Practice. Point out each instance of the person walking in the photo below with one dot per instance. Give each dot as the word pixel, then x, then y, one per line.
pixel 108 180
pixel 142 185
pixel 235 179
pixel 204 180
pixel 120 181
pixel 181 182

++++++

| Given exercise |
Copy out every one of the lines above, keeping each one word for word.

| Written response |
Practice. Point out each instance of the person walking in the photo below with one dot per instance. Give each dot as the word pixel, then x, then y, one per line.
pixel 108 180
pixel 142 185
pixel 235 179
pixel 204 180
pixel 120 181
pixel 181 182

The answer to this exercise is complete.